■ **Supplied passage**:
It also works for intel_pstate_notify_work() path as is without this
change.
To start with:
$ sudo rdmsr 0x771
6080c14
$ cat /sys/devices/system/cpu/cpu0/cpufreq/cpuinfo_*
2000000
800000
0
Now trigger a max frequency change via SST. intel_pstate_notify_work()
called because guaranteed also changed. We didn't subscribe for max
change only (although we should).
Max changed from 2GHz to 1.9 GHz.
$ sudo rdmsr 0x771
6080e13
[labuser@gnr-bkc ~]$ cat /sys/devices/system/cpu/cpu0/cpufreq/cpuinfo_*
1900000
800000
0
Now trigger SST to change to max frequency to 2GHz.
sudo rdmsr 0x771
6080c14
cat /sys/devices/system/cpu/cpu0/cpufreq/cpuinfo_*
2000000
800000
0
May be you mean something else.

(Dataset excerpt)
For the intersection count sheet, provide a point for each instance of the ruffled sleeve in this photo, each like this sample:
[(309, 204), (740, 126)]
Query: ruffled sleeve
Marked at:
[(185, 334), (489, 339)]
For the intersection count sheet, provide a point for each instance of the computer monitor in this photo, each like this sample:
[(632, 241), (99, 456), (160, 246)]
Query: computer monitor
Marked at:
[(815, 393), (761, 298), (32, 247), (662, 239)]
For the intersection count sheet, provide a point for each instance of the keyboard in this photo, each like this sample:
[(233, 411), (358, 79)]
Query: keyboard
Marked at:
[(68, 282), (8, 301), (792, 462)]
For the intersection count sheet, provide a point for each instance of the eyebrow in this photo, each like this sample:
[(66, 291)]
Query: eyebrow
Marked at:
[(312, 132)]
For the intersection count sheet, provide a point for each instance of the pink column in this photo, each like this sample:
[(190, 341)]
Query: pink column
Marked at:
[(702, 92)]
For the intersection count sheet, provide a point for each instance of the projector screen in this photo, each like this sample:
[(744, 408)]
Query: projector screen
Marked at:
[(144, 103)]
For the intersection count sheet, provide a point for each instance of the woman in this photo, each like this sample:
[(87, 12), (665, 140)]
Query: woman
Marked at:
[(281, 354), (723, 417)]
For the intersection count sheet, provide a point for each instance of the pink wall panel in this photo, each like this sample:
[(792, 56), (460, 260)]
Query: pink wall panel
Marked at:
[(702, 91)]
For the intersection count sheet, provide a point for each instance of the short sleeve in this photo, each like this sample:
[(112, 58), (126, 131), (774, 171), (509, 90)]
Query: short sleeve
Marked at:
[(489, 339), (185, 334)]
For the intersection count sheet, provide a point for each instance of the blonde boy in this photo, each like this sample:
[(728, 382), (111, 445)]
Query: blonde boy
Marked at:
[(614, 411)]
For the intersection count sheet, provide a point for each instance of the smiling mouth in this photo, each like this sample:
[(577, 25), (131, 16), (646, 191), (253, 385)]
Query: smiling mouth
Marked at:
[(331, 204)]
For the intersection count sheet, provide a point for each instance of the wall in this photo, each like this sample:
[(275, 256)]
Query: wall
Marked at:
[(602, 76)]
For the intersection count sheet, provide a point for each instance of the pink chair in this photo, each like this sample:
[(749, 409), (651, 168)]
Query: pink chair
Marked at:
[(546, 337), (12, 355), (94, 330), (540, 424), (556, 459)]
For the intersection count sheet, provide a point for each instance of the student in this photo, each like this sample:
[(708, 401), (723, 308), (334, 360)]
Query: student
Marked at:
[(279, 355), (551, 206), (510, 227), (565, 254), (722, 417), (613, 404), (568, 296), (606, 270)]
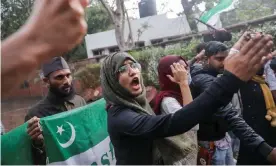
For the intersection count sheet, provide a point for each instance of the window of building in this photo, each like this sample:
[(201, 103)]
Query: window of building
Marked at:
[(140, 44), (114, 49), (156, 41)]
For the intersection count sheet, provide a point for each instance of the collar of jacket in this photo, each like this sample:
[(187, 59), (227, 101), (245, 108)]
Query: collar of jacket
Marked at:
[(53, 98)]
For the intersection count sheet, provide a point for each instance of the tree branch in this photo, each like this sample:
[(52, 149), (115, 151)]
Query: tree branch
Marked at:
[(109, 10)]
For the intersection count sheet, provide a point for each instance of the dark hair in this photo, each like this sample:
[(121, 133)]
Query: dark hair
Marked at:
[(200, 47), (214, 47)]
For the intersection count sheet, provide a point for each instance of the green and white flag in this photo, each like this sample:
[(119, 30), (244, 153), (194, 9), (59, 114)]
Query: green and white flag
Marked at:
[(76, 137), (212, 16)]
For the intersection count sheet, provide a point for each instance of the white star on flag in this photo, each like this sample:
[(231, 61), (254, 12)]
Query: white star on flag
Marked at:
[(60, 129)]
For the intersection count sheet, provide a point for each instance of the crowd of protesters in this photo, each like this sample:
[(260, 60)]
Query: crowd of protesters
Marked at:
[(204, 107)]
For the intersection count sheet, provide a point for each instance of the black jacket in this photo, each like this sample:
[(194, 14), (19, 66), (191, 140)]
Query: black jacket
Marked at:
[(48, 106), (133, 133), (214, 127)]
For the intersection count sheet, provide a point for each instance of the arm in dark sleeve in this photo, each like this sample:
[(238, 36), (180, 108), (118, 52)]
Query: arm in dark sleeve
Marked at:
[(203, 81), (243, 131), (135, 124)]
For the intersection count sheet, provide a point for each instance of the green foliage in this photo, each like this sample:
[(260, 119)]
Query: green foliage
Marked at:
[(247, 10)]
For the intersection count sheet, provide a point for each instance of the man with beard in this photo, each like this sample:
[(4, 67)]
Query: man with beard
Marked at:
[(212, 135), (61, 97)]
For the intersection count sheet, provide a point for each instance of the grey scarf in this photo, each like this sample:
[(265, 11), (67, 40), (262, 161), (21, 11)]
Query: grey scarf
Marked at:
[(173, 149)]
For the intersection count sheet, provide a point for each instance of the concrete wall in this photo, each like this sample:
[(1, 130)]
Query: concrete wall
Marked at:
[(160, 27)]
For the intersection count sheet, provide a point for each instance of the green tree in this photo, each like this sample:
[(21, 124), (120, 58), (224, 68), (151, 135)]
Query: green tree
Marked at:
[(247, 10), (97, 20), (190, 8)]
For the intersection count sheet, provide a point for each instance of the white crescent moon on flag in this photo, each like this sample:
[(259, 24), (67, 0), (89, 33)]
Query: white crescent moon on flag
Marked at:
[(71, 140)]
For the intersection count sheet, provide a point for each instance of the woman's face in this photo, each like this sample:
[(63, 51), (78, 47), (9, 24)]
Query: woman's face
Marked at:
[(181, 62), (130, 77)]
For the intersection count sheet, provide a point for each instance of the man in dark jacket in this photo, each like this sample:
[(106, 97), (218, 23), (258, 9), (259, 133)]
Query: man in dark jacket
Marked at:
[(254, 111), (214, 128), (61, 97)]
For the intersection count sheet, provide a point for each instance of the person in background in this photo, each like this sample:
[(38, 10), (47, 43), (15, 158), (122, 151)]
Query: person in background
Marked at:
[(2, 129), (199, 58), (270, 75), (137, 133), (257, 100), (41, 38), (172, 97), (220, 35), (61, 97), (212, 134)]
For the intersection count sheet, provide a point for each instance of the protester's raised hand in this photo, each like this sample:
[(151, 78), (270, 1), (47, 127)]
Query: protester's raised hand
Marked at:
[(252, 56), (242, 40), (58, 25), (34, 130), (200, 56), (180, 74)]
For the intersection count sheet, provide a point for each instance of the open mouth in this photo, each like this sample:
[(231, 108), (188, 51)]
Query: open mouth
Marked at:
[(135, 83)]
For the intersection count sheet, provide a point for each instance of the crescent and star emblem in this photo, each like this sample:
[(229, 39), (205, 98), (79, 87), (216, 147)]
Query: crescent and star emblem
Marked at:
[(72, 138)]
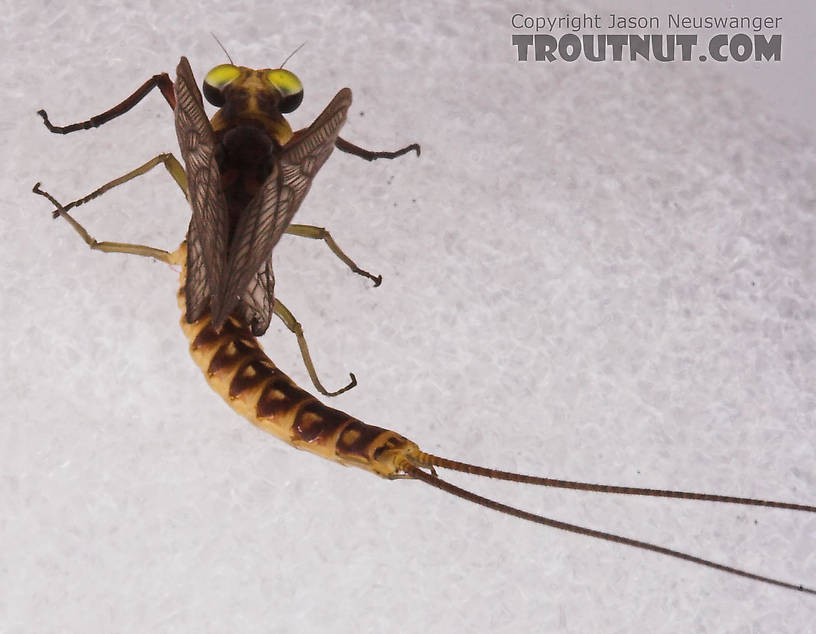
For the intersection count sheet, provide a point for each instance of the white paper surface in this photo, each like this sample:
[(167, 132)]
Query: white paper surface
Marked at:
[(600, 272)]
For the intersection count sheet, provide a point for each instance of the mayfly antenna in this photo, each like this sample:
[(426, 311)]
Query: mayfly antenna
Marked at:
[(215, 37), (291, 55)]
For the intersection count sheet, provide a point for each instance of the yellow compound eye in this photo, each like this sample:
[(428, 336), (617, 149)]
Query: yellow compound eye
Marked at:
[(218, 79), (290, 88)]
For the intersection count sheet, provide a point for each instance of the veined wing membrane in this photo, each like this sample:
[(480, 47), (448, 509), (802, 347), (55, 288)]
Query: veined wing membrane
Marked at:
[(271, 210), (209, 224)]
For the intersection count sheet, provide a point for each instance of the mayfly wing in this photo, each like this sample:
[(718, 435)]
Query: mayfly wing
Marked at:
[(256, 304), (271, 210), (209, 224)]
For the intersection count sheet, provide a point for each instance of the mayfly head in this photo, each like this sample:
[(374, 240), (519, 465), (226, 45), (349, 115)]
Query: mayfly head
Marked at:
[(267, 91)]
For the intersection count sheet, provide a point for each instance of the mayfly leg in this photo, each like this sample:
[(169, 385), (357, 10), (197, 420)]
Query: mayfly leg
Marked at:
[(170, 163), (106, 246), (348, 147), (321, 233), (161, 81), (295, 328)]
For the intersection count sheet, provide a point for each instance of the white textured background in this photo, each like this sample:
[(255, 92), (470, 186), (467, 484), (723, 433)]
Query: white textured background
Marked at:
[(596, 271)]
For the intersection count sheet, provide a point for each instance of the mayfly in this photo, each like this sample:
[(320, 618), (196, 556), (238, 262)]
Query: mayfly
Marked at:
[(246, 174)]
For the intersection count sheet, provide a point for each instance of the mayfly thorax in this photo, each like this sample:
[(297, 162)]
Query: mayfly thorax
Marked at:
[(245, 174)]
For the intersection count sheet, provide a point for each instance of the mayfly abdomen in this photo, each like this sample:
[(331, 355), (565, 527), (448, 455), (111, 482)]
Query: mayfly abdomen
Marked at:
[(237, 368)]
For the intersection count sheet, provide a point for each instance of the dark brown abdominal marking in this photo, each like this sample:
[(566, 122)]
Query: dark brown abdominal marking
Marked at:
[(316, 421), (279, 396)]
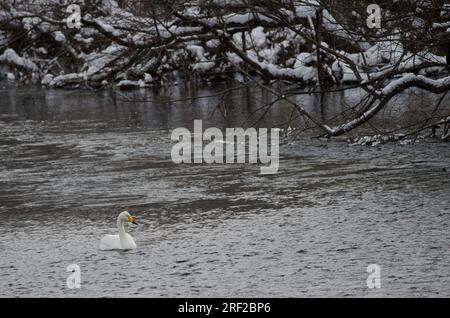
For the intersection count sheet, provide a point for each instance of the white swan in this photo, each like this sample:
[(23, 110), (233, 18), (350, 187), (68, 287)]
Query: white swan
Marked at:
[(123, 241)]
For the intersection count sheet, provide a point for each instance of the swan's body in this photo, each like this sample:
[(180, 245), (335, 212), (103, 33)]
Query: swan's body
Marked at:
[(123, 241)]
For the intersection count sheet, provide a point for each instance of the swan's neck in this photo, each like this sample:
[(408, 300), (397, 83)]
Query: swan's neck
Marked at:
[(120, 226)]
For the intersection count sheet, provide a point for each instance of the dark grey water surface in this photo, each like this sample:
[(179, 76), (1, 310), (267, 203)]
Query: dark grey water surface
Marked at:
[(72, 160)]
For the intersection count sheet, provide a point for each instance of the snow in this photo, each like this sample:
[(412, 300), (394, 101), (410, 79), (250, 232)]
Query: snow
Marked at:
[(10, 56), (59, 36)]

■ **Challenge 1**:
Summarize the intel_pstate excerpt in two sentences.
■ **Challenge 2**:
According to the intel_pstate excerpt, why was intel_pstate_notify_work() called when SST changed the max frequency?
■ **Challenge 3**:
Reproduce the part of the intel_pstate excerpt starting at "It also works" and ending at "via SST. intel_pstate_notify_work()".
Work only from the intel_pstate excerpt.

■ **Exercise answer 1**:
The writer states that the intel_pstate_notify_work() path works as is without this change. After SST lowers the max frequency from 2 GHz to 1.9 GHz, MSR 0x771 reads 6080e13 and cpuinfo reports 1900000, and when SST sets the max back to 2 GHz the readings return to 6080c14 and 2000000.

■ **Exercise answer 2**:
It was called because the guaranteed frequency also changed.

■ **Exercise answer 3**:
It also works for intel_pstate_notify_work() path as is without this
change.
To start with:
$ sudo rdmsr 0x771
6080c14
$ cat /sys/devices/system/cpu/cpu0/cpufreq/cpuinfo_*
2000000
800000
0
Now trigger a max frequency change via SST. intel_pstate_notify_work()